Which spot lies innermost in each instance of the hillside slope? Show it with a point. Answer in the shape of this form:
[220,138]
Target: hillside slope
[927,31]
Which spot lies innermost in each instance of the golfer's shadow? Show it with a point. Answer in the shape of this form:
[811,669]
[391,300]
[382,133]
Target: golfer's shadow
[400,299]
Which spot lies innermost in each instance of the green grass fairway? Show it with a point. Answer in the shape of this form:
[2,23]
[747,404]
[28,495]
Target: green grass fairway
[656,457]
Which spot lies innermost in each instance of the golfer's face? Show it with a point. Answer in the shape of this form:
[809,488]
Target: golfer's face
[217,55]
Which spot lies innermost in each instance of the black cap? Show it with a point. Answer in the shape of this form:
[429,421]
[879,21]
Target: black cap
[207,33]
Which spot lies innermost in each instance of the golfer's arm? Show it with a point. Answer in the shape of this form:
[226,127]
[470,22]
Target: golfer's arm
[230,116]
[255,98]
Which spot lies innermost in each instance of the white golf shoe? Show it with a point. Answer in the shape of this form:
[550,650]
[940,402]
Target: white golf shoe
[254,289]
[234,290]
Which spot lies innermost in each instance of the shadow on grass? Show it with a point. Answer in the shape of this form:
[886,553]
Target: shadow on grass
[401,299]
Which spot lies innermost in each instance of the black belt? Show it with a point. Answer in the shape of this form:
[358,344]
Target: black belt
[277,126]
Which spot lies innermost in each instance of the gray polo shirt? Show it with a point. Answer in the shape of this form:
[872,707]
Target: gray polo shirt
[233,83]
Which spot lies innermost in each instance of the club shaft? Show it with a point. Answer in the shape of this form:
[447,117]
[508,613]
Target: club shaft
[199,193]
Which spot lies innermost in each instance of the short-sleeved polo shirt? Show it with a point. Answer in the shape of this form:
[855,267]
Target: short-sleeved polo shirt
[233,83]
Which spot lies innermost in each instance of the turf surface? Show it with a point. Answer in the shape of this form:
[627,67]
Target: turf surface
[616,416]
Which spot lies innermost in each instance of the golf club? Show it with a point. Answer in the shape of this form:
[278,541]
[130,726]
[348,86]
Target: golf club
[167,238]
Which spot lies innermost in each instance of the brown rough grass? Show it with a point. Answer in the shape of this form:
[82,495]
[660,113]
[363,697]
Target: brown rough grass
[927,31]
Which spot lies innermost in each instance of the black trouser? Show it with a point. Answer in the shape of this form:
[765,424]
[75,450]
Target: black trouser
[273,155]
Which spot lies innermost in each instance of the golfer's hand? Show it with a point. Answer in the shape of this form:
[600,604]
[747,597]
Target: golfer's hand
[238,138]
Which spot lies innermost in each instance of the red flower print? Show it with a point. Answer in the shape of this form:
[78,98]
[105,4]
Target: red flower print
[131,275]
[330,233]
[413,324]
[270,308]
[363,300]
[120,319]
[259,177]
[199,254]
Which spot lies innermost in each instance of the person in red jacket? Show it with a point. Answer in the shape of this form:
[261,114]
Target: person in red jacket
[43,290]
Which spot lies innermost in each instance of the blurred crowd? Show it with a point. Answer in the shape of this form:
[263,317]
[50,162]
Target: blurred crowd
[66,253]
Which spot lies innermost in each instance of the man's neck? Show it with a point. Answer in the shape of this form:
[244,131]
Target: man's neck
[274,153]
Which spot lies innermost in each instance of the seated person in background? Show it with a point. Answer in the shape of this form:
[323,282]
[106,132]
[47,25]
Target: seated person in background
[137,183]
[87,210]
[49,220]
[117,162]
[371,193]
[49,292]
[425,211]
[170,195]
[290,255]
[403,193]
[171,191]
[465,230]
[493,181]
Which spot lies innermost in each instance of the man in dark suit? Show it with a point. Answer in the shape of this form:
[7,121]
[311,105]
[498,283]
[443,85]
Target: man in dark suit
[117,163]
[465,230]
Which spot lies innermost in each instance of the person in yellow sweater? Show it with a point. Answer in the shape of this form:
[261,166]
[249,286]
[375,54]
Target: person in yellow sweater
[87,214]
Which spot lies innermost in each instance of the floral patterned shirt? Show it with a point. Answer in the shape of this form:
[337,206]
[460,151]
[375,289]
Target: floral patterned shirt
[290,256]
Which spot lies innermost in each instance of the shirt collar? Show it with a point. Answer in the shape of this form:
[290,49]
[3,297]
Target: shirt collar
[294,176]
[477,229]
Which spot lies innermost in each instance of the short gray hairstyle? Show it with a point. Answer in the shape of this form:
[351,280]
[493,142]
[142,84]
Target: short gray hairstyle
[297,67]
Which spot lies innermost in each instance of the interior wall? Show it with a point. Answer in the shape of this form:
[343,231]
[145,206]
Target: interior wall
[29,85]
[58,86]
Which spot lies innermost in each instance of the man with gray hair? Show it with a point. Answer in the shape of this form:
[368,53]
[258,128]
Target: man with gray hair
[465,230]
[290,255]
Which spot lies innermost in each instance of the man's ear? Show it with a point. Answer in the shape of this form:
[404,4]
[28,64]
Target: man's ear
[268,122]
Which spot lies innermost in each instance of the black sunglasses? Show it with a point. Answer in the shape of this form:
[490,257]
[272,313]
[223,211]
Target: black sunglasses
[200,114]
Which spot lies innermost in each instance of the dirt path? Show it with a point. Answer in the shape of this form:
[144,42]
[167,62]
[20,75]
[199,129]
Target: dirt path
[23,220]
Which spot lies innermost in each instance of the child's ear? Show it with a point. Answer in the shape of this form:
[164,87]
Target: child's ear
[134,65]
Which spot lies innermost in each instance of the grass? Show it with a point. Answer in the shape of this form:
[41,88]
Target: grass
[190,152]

-=-=-

**Stated problem**
Repeat the listing exactly, from its first line to its last.

**Solution to the problem**
Which spot lies innermost in each instance of the hillside slope? Show it with a point. Answer in the shape of this form:
[220,138]
Target: hillside slope
[927,31]
Which spot lies innermost in each instance of the golfer's shadow? Show it with a point. Answer in the shape of this form:
[811,669]
[391,300]
[382,133]
Target: golfer's shadow
[400,299]
Which spot lies innermost in each instance of the green grass fairway? Show it with a point. Answer in the shape of this form:
[2,23]
[747,404]
[28,495]
Target: green grass fairway
[656,457]
Which spot lies innermost in each instance of the golfer's face? Show it with a point. Answer in the shape of this form:
[809,488]
Target: golfer's face
[217,55]
Which spot lies innermost in each instance of the black cap? Show it with a point. Answer in the shape of this form:
[429,421]
[879,21]
Target: black cap
[207,33]
Which spot lies innermost in each instance of the golfer's arm? Show it with a point. Answer in the shape of this form:
[226,127]
[470,22]
Target: golfer's arm
[230,116]
[255,98]
Which spot lies innermost in each instance of the white golf shoe? Show it with a point. Answer in the shape of this form:
[550,650]
[940,402]
Target: white golf shoe
[254,289]
[234,290]
Which spot lies innermost in each instance of the shadow on grass? Show it with a point. Answer in the shape of this form:
[886,553]
Target: shadow on grass
[401,299]
Which spot lies innermost in each instance of the black belt? Show it with a point. Answer in the shape of this form:
[358,344]
Target: black belt
[277,126]
Which spot lies innermost in each instance of the gray polo shirt? Show it with a point. Answer in the shape of this form:
[872,707]
Target: gray polo shirt
[233,83]
Which spot lies innermost in each instance of the club shaft? Show it with a point. Answer in the shape of this form:
[447,117]
[508,613]
Target: club shaft
[199,193]
Which spot lies innermost in each instance of the short-sleeved polo shirt? Show it with a point. Answer in the shape of this form:
[855,267]
Target: short-sleeved polo shirt
[233,83]
Which spot lies innermost in each instance of the turf surface? Show it with a point. Answer in the shape of this form:
[627,67]
Target: turf surface
[616,416]
Which spot lies innermost in each instance of the golf club? Show it with a point. Answer in the shape of this form:
[278,541]
[130,726]
[348,86]
Target: golf club
[167,238]
Which spot lies innermost in each instance of the brown rough grass? Show it with a point. Answer in the shape of this form:
[82,495]
[660,113]
[363,697]
Target: brown rough grass
[927,31]
Which spot lies innermost in each instance of the black trouser? Show it with a point. Answer in the shape of this form:
[765,424]
[75,450]
Target: black trouser
[273,155]
Which spot lies innermost in each instance of the golfer's hand? Show it with a point. Answer in the shape of this form:
[600,604]
[747,597]
Target: golfer's hand
[238,138]
Which spot lies innermost in each instance of the red flower print? Show it with a point. Answer in the shape of this form:
[78,98]
[105,4]
Target: red flower print
[131,275]
[330,233]
[413,324]
[270,308]
[363,300]
[120,319]
[259,177]
[199,254]
Which spot lies innermost in each instance of the person in red jacket? Show it with a point. Answer in the shape of this form:
[261,114]
Target: person in red jacket
[43,290]
Which spot lies innermost in each instance of the blurred crowd? Show it with a point. Answer in the shape of this form:
[263,317]
[50,162]
Target: blurred crowd
[66,253]
Which spot lies innermost in each instance of the man's neck? Show it with a point. Answer in the shape of this form:
[244,131]
Target: man's neck
[274,153]
Which spot lies innermost in each instance of the seated person in background? Show it with a point. Answer in the shape of this form:
[323,282]
[106,132]
[47,25]
Target: seated person in background
[137,183]
[87,210]
[49,220]
[117,162]
[371,193]
[49,292]
[425,211]
[170,195]
[290,255]
[403,193]
[171,191]
[465,230]
[493,181]
Which spot lies innermost in each instance of the man in dark suit? Show it with a point. Answer in the shape of this form:
[7,121]
[311,105]
[498,283]
[443,85]
Target: man in dark suit
[117,163]
[465,230]
Which spot lies innermost in each instance of the person in yellow sweater? Show it with a point. Answer in the shape of this form:
[261,166]
[249,286]
[375,54]
Target: person in yellow sweater
[87,214]
Which spot lies innermost in each instance of the floral patterned shirt? Show it with a point. Answer in the shape of this form:
[337,206]
[460,151]
[375,289]
Target: floral patterned shirt
[290,256]
Which spot lies innermost in each instance of the shirt collar? Show it with a point. Answer in the shape of this form:
[290,49]
[3,297]
Target: shirt collar
[294,176]
[477,229]
Which spot lies innermost in each instance of the short gray hairstyle? Show it with a point. Answer in the shape of this form:
[351,280]
[493,142]
[142,84]
Target: short gray hairstyle
[297,67]
Which spot lies innermost in each instance of the interior wall? Show it with a point. Answer in the shape of this form:
[343,231]
[145,206]
Target: interior wall
[29,85]
[58,86]
Which spot lies innermost in each instance of the man with gray hair? Show it with a point. Answer in the shape of this form:
[368,53]
[258,128]
Target: man with gray hair
[465,230]
[290,255]
Which spot lies innermost in each instance of the man's ear? Show it with a point. Answer in the shape of this form:
[404,4]
[28,64]
Target: man's ear
[268,122]
Which spot lies innermost in each instance of the black sunglasses? Show it with a point. Answer in the shape of this form:
[490,257]
[272,313]
[223,211]
Target: black sunglasses
[200,114]
Which spot lies innermost in each instance of the dirt path? Show it with a point. Answer in the shape of this form:
[144,42]
[167,62]
[20,75]
[199,129]
Target: dirt path
[23,220]
Which spot lies innermost in each instance of the child's ear? Show it with a point. Answer in the shape of this form:
[164,87]
Target: child's ear
[134,65]
Which spot lies innermost in each instance of the grass? Show it with a point. Answer in the shape of this form:
[41,88]
Target: grass
[190,152]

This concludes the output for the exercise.